I spent two hours on thursday to the point they cancelled - almost forgot about it today....
As Grot noted - some channels were OK. I had it running on two PC's with different feeds and one was almost exactly 30 seconds behind the other. Being a part of the businesses that participated in the program I can state this is a serious accomplishment (again!). Just getting the rocket to lift straight with that amount of thrust in the tail is a major accomplishment. Further manuevering in space to miss all the other crap on low earth orbit is another major feat. At least they now carry some reasonable computing power on board. Mercury, Gemini and Apollo has less general computing power than most cellphones but what they had was dedicated and refined for specific calculations. I am extremely happy the launch and docking went well.I was watching... CNN I think it was, and they almost missed the launch! Apparently Mission Control announced 30 seconds to launch and started counting down, and at about second 25, the rocket was already in the air! They totally missed it, just then showing it rocketing up, up, up. Did somebody hit the button too soon or what?!
Many of the avionics systems get upgrades over the years and many external parts are often replaced but there is miles of wire & cables buried in every airliner and replacing it all does not happen often. Many of the newer flight controls are configured to use the existing wiring harnesses when they can to keep costs down.The electronics in new cars has blown past those early rockets.
The trend has been towards more powerful computers every where, obviously, but it has also been away from a single central computer doing all the work. Microcontrollers have become so inexpensive and reliable that they end up scattered all around the car. When you flip the turn signal switch on the steering column it sends a message over the car-wide computer network to the microcontroller in the tail light telling it to start blinking. It's actually cheaper because it requires less copper wire!
I know nothing about avionics or space craft, but I imagine it must have gone in the same direction. Interesting that many of the commercial airplanes you might fly in are 40 or even 50 years old. I know they've been updated along the way, more modern engines etc. I wonder if the entire flight system, electronics, even the cockpits get updated too.

LIST OF TASKS
A. Return verbatim the part of the discussion that opens with the words containing "The trend has" and closes with "less copper wire!".
B. According to the discussion, what receives the message sent over the car-wide network when the turn signal switch is flipped?

RECORDS
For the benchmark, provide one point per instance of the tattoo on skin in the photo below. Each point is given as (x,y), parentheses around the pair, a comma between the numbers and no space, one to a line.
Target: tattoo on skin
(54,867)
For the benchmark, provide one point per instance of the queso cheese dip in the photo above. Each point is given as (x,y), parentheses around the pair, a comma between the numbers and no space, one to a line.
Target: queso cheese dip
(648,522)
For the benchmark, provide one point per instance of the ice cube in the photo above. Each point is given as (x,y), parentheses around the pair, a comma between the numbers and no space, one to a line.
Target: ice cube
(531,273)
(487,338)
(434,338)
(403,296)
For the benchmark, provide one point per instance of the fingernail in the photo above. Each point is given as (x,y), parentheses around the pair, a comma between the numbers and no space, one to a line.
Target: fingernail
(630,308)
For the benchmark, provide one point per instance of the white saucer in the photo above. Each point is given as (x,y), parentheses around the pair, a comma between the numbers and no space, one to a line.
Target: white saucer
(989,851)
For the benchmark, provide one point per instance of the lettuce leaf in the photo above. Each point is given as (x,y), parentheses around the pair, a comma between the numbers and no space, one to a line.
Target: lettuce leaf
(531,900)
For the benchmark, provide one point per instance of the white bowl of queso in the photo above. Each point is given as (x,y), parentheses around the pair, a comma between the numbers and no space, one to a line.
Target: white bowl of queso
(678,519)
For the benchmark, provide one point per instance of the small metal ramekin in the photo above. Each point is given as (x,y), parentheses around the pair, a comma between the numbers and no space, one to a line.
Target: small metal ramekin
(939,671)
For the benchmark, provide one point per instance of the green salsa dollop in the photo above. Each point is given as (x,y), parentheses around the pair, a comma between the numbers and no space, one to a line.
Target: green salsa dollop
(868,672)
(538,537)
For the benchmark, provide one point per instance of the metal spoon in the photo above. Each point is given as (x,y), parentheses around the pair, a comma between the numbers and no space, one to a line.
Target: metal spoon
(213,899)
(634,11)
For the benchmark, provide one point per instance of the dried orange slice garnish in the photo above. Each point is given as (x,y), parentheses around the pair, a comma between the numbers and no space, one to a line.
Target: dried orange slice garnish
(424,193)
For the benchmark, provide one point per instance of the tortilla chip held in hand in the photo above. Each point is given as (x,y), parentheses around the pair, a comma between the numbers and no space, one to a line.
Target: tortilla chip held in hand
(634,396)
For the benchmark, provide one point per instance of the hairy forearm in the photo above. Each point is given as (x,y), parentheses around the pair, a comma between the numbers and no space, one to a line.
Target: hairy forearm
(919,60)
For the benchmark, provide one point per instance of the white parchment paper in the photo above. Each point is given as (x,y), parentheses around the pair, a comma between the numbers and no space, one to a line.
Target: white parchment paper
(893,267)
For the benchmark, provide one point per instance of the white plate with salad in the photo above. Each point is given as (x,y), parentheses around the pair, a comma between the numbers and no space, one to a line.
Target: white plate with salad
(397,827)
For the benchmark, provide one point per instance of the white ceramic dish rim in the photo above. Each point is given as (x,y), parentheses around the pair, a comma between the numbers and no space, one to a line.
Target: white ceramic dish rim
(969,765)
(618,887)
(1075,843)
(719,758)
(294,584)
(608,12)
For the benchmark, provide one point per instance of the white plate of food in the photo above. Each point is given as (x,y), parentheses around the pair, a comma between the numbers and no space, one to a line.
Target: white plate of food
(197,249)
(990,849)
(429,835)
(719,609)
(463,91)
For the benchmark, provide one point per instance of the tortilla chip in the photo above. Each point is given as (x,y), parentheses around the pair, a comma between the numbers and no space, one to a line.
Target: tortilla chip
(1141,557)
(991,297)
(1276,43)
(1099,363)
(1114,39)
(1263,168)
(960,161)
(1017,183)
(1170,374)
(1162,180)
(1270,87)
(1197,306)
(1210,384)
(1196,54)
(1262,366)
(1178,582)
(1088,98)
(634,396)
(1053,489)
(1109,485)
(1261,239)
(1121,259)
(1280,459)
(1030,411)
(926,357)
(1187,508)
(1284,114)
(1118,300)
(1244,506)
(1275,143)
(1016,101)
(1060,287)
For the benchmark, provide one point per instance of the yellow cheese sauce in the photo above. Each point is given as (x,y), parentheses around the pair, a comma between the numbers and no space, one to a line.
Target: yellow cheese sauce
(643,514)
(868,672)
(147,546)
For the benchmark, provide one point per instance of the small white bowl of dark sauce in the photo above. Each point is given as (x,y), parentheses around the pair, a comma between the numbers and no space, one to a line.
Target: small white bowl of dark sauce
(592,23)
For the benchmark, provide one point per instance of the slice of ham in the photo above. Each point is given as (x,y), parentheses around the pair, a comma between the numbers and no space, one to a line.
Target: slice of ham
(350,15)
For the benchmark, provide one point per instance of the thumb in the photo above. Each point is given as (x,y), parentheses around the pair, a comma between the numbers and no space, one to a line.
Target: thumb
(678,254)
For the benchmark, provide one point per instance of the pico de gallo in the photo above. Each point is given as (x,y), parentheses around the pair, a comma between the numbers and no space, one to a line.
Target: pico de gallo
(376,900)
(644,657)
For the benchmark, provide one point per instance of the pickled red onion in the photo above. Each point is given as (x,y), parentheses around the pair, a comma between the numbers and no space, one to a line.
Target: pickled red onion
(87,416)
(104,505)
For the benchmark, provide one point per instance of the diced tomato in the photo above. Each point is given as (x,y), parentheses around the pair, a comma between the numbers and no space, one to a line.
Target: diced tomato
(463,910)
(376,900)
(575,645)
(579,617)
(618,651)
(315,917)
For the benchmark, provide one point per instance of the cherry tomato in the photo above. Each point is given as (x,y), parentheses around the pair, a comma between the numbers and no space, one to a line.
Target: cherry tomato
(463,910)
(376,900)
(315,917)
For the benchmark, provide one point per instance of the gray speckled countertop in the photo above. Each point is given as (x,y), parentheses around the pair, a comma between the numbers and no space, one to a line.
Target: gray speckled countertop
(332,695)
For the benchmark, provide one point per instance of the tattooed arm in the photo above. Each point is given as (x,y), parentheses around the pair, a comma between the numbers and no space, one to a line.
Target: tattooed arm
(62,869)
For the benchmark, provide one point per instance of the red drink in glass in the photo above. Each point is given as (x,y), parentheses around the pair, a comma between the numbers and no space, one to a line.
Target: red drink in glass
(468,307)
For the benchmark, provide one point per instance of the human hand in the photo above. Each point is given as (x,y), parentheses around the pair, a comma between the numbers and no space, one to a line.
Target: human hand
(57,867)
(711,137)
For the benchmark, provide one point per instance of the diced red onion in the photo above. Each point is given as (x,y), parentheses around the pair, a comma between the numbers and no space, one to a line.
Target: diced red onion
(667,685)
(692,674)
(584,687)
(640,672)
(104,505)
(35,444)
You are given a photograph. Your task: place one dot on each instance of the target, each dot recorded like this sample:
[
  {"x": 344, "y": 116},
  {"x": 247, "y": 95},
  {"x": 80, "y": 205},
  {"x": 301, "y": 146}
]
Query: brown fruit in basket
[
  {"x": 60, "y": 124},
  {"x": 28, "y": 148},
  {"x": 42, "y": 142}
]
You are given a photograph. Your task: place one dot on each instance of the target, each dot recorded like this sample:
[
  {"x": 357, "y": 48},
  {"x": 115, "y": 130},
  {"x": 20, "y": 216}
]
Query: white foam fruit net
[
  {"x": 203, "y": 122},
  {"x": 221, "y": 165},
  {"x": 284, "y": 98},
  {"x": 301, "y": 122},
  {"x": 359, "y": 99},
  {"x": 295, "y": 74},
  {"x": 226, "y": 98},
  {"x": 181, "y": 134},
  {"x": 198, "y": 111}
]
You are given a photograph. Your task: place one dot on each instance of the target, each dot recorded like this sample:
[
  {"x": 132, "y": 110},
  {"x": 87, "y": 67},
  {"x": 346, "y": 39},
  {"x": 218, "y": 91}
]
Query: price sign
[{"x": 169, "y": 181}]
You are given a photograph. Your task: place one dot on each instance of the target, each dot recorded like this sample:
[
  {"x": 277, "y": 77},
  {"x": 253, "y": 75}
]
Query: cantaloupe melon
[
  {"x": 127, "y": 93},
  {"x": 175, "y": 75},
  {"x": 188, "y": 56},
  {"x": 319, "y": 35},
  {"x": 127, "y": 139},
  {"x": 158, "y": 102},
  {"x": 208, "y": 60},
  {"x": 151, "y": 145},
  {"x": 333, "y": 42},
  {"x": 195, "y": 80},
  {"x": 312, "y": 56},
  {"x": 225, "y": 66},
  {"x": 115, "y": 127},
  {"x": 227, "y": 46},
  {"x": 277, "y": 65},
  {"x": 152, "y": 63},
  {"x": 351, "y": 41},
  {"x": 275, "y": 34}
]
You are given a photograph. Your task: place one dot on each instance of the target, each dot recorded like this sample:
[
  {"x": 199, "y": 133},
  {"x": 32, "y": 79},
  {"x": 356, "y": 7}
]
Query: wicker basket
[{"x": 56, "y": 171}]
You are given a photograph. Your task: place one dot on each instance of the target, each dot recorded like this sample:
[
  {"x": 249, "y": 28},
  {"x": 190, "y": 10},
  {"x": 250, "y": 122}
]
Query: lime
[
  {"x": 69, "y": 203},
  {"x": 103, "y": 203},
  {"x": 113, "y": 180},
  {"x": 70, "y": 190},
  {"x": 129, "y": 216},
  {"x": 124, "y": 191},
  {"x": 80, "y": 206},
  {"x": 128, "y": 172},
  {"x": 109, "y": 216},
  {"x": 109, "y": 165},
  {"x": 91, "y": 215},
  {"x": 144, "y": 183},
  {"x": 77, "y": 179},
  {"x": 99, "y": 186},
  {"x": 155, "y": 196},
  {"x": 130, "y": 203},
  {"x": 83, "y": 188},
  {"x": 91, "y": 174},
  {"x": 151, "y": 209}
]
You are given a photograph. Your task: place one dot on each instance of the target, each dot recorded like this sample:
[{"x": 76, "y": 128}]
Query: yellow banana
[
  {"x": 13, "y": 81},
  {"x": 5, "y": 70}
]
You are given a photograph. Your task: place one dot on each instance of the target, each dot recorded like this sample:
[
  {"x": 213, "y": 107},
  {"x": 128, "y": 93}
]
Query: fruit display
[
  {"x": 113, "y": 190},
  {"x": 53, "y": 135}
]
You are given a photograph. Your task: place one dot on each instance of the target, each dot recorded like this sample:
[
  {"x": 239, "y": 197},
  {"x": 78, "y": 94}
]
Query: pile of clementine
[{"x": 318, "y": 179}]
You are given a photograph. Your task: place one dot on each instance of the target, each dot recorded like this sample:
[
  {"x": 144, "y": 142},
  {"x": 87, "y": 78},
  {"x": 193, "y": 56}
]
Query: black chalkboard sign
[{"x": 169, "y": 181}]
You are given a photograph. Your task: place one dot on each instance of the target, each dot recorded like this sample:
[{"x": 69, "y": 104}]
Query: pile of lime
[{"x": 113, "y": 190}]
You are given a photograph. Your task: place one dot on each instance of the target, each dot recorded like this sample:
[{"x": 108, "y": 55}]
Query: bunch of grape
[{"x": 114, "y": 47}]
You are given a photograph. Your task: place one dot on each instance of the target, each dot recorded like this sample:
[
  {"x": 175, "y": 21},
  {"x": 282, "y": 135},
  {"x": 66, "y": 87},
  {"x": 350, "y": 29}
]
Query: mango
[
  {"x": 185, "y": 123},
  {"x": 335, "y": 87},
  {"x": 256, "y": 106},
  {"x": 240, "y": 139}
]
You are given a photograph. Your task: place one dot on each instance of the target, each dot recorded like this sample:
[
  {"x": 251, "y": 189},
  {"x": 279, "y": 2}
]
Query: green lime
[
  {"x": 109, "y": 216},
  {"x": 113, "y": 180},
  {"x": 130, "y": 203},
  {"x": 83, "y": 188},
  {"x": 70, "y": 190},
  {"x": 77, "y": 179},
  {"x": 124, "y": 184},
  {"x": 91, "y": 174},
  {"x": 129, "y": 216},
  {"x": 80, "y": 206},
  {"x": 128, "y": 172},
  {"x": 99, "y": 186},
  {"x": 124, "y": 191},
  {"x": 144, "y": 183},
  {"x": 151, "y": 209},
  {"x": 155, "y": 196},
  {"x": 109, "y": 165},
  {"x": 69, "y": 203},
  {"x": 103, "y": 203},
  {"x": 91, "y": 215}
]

SOLUTIONS BY TASK
A.
The trend has been towards more powerful computers every where, obviously, but it has also been away from a single central computer doing all the work. Microcontrollers have become so inexpensive and reliable that they end up scattered all around the car. When you flip the turn signal switch on the steering column it sends a message over the car-wide computer network to the microcontroller in the tail light telling it to start blinking. It's actually cheaper because it requires less copper wire!

B. The microcontroller in the tail light.